GIVEN PASSAGE
Nerd For Tech
Published in

Nerd For Tech

Sample size and time series models — A case study on ARIMA() processes.

Goals and contents

ARIMA timeseries models are often taught in econometrics courses as part of the regular business science curriculum and are thus put to use by sometimes inexperienced data scientists.

The intention of this case study is to understand the data generating process behind simple MA(1) models and illustrate weakness of the estimators at small sample sizes.


For the tested MA(1) model with coefficient beta=0.3, a time series length of at least 5000 observations is necessary to reach a narrower confidence interval.

The impact on the goodness of forecasts is evaluated and depends critically on the estimated coefficient.

The case

Install some libraries first:

#for confidence intervals and testing
#for plotting

Now generate some data from the process. This is better than using real-word data since we know in this laboratory setting what we are aiming at: 50 observations, simple MA(1) model with coefficient β=0.3:

n <- 50
beta <- 0.3
eps <- rnorm(n)
x <- vector(length = n)
x[1] <- eps[1]
for(i in 2:n){
x[i] <- eps[i]+beta*eps[i-1]

Now, lets do the fit and see whether the coefficient that was used to generate the data, is uncovered:

#do the fitting
fit <- arima(x,order=c(0,0,1),include.mean=FALSE)
#confidence interval around it:
confint(fit, parm=c("ma1"), level=0.95)

The output is for the coefficient test is:

z test of coefficients:Estimate Std. Error z value Pr(>|z|)

Records of labeled points
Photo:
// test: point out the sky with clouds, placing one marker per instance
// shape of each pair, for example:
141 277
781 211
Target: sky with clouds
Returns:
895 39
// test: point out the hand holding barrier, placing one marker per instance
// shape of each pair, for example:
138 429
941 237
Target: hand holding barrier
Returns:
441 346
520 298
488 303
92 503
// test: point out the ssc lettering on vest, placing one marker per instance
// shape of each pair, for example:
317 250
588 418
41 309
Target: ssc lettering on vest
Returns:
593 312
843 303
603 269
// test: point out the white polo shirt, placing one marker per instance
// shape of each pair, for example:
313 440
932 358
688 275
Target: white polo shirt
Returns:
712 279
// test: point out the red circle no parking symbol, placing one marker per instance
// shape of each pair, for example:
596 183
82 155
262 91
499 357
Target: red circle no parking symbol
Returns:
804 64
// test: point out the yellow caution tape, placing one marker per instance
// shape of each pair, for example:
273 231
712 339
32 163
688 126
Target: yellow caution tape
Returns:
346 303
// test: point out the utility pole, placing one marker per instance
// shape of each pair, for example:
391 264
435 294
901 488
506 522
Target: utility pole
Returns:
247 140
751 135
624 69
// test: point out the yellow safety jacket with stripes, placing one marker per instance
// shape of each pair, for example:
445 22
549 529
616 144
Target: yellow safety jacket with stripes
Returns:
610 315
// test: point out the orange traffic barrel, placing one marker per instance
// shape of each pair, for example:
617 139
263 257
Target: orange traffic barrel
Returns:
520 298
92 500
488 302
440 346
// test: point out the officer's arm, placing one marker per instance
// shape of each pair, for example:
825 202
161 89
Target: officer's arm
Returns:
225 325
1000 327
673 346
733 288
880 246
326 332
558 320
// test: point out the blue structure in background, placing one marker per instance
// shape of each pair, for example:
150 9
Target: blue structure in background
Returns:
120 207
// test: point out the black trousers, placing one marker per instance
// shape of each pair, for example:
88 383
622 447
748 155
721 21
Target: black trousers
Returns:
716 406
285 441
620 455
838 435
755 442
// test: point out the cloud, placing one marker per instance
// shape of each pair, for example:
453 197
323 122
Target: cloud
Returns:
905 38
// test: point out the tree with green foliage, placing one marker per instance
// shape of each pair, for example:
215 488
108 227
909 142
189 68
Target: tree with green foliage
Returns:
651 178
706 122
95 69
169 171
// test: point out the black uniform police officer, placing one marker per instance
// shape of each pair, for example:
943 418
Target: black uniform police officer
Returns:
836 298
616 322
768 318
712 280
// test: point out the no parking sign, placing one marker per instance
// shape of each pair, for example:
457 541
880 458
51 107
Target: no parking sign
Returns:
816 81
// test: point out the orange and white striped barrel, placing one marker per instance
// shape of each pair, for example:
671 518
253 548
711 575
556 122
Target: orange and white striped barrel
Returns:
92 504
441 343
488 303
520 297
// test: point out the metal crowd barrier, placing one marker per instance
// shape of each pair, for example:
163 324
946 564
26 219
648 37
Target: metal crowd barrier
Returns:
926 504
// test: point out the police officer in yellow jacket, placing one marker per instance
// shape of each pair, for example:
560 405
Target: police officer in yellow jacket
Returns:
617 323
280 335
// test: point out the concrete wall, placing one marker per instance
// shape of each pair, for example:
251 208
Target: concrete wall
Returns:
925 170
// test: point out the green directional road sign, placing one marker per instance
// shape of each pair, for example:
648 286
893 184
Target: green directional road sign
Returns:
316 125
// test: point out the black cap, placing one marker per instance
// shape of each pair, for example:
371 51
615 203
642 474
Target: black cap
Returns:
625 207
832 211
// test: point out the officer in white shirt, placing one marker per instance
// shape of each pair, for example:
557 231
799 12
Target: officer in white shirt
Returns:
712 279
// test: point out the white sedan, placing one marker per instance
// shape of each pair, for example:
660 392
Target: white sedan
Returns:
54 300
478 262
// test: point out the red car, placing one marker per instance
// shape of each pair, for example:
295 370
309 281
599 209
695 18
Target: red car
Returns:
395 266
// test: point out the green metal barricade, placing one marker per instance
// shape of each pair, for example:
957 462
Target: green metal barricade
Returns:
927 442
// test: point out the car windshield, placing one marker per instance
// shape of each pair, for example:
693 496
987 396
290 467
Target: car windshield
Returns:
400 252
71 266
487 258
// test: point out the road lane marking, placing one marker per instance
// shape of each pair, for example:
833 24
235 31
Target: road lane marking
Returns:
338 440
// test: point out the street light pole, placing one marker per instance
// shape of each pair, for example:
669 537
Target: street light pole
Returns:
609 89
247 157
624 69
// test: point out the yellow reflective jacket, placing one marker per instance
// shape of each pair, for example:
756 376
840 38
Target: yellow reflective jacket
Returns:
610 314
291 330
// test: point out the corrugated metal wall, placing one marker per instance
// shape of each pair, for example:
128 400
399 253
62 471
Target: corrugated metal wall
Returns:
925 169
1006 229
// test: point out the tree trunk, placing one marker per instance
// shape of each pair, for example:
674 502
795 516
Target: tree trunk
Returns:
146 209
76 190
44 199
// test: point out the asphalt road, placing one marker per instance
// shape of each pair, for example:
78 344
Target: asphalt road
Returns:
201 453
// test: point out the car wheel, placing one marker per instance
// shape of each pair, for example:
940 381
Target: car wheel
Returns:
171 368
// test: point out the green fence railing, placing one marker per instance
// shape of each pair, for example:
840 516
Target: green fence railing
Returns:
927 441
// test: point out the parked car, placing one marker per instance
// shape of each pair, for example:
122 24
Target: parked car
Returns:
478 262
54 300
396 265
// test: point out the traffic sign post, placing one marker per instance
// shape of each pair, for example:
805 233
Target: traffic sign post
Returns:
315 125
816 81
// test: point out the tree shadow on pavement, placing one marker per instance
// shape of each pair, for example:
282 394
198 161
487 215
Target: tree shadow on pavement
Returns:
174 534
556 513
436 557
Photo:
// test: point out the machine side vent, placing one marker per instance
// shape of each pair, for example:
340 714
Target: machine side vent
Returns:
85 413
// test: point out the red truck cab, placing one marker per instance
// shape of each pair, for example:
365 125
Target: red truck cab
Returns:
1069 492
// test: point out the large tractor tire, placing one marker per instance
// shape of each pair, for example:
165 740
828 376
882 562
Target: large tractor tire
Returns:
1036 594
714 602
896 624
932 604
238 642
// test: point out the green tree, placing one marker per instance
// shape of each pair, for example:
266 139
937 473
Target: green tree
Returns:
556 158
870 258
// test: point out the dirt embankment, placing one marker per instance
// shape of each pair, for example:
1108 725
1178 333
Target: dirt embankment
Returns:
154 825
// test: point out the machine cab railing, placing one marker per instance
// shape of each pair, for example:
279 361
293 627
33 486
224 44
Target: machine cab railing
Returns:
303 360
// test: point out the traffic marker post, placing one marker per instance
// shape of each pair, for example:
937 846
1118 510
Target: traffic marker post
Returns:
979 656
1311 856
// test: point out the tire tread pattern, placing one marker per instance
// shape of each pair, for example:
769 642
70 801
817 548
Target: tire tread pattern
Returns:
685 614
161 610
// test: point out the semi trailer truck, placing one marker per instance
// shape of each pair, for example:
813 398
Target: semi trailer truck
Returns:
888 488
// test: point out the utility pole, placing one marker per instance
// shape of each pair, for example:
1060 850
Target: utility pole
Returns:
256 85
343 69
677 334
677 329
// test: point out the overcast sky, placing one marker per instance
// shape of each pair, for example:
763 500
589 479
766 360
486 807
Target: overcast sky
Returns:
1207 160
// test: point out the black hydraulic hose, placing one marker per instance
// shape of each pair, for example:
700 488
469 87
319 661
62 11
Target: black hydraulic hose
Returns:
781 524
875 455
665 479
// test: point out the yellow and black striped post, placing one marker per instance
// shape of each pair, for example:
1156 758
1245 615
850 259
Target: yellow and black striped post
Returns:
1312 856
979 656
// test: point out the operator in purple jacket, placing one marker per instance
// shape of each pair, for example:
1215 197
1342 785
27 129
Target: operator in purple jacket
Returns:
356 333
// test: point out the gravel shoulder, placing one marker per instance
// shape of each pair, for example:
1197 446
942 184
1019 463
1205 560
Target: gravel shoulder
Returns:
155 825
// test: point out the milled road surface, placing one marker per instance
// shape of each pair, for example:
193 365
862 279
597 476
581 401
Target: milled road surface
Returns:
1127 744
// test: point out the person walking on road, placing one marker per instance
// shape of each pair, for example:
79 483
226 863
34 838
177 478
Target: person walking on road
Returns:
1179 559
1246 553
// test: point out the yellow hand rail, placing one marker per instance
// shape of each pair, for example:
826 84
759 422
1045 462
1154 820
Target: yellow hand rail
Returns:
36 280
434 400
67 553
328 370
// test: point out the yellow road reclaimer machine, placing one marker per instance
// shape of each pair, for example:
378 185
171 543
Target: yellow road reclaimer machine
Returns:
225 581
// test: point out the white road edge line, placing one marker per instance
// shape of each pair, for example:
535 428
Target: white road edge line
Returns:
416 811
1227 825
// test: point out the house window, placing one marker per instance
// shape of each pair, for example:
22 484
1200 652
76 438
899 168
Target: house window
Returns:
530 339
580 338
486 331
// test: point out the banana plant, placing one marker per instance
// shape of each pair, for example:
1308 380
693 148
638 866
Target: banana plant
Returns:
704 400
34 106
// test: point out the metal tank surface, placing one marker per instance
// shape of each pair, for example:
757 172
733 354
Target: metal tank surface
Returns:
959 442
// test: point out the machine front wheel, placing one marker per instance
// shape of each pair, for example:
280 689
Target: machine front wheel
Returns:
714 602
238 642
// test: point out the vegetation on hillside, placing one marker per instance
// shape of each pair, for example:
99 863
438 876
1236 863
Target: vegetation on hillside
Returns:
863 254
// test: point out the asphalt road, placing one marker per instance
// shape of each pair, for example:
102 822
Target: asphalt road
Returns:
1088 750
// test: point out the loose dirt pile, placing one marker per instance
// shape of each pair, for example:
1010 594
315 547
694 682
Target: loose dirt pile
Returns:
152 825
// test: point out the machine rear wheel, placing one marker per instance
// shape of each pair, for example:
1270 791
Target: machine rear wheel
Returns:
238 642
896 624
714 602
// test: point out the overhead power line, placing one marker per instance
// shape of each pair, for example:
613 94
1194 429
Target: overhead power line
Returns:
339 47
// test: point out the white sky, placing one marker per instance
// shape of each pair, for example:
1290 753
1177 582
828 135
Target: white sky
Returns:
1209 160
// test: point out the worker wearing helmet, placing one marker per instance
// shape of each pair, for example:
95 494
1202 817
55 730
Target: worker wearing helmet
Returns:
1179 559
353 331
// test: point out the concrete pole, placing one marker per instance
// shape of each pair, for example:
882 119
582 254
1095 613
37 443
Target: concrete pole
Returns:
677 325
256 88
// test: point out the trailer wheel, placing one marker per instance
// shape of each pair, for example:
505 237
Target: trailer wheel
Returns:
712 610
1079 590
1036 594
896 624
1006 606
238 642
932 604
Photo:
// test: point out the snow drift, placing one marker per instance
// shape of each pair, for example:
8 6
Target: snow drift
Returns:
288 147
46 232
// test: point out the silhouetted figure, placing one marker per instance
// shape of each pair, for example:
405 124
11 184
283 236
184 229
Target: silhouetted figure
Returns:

GIVEN EXERCISE
In the ARIMA sample size case study, how many observations does the tested MA(1) model with coefficient 0.3 need to reach a narrower confidence interval? The records aren't needed for the task.

WORKED SOLUTION
At least 5000 observations.